* _What you are asked to do_:
Answer these questions using the passage on boiling tea.
(a) In which dynasty did farmers first categorize tea types and find the ideal temperature for each?
(b) Which of the three white tea categories can be boiled?
(c) Which kind of pu-erh does the passage advise against boiling?

There are two major camps in the tea-making world: one that loves tea made with boiling water, and another that says that boiling water is a sacrilege. Tea connoisseurs from the second camp carefully watch (or listen) to tea kettles, waiting for the perfect time to cut the flame off. It's true, every tea type has the ideal temperature that allows the tea leaves to open up to us in all their beauty. The perfect aroma, perfect taste – balanced brew. It is crucial to learn this.
However, during the Tang Dynasty (618 ~ 907), tea was brewed very differently from what we are used to today. People boiled tea!
It wasn't until Song Dynasty (960–1279) that farmers categorized tea types and discovered the perfect temperature for each particular type of tea.
Nowadays, there are still some tea types that we can boil. Better yet, they are more nutritious and delicious when boiled.
Boiling tea can improve the taste of tea and raise its antioxidant content. Tea boiled for at least 5 minutes has a noticeably higher amount of antioxidants.
Hundreds of years ago, in China tea was not processed. Fresh tea leaves were boiled as is. Read more.
Which Tea Is Suitable For Boiling?
White tea is split into three categories, according to the processing method. These are Bai Hao Yin Zhen, Bai Mu Dan, and Shou Mei. The first two are very delicate teas, made primarily of fresh tea buds, and should only be brewed with low water temperatures (about 185℉ ). The latter, however, can be boiled.
Shou Mei is a white tea that is usually aged. It often contains stems and has a very different consistency, flavor profile, and processing method than other white teas. The stems are very rich in nutrients and healthy fibers. White tea can be boiled using both ways — either after several gong fu infusions, or right away.
You will notice an exceptionally rich yet mellow taste after boiling white tea, with a pleasant floral fragrance. The added nutrients make the boiling method quite popular across China with older generations. White tea is often boiled when people have colds or viruses.
While light oolongs are not suitable for boiling, dark oolongs develop excellent characteristics when boiled! However, we don't recommend boiling these teas right away. When enjoying gong fu style tea, after about five brews or so, you can try boiling the tea leaves for a few minutes. This will help extract additional nutrients and taste that would otherwise not have been extracted after many brews. It's also a great way not to waste tea leaves after you are finished enjoying your tea, but the tea still has some brews to go! Read more.
We recommend trying this with Yancha – Wuyi Oolong, and Dan Cong Oolongs.
Pu-erh is split into two categories: raw pu-erh and ripe pu-erh. We do not recommend boiling raw pu-erh, as it is a fairly strong tea. Boiling raw pu-erh (or steeping it longer than usual) may cause stomach irritations and may also leave people overly energized.
Ripe pu-erh, on the other hand, is delicious when boiled, especially the longer it has been aged. After boiling, the tea will be sweet and mellow; the subtleties of the aroma will surface.
Chen-pi pu-erh, in particular, has been used in Traditional Chinese Medicine, where it is usually boiled. Since the tea leaves are quite packed and congested from storage, boiling the tea will help thoroughly release all the nutrients and tea oils.
Hei cha is one of the tea types which has always benefited from boiling. Boiling this tea will help rid it of strong and unwanted fermentation notes while extracting all the tea leaves' nutrients and natural sweetness.

* _Information supplied_:
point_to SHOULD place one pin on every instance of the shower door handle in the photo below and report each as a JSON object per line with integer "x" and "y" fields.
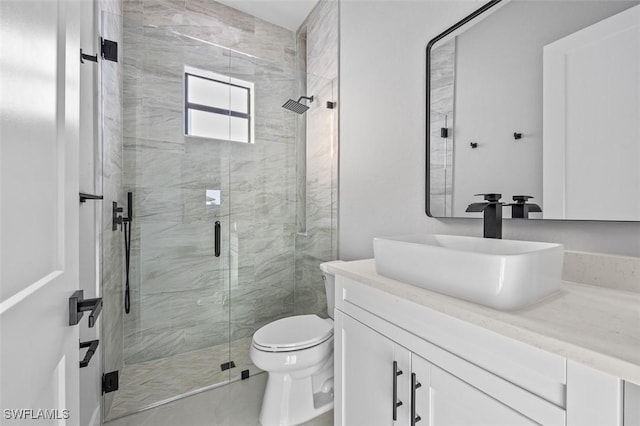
{"x": 217, "y": 239}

* _Written solution_:
(a) The Song Dynasty (960–1279)
(b) Shou Mei
(c) Raw pu-erh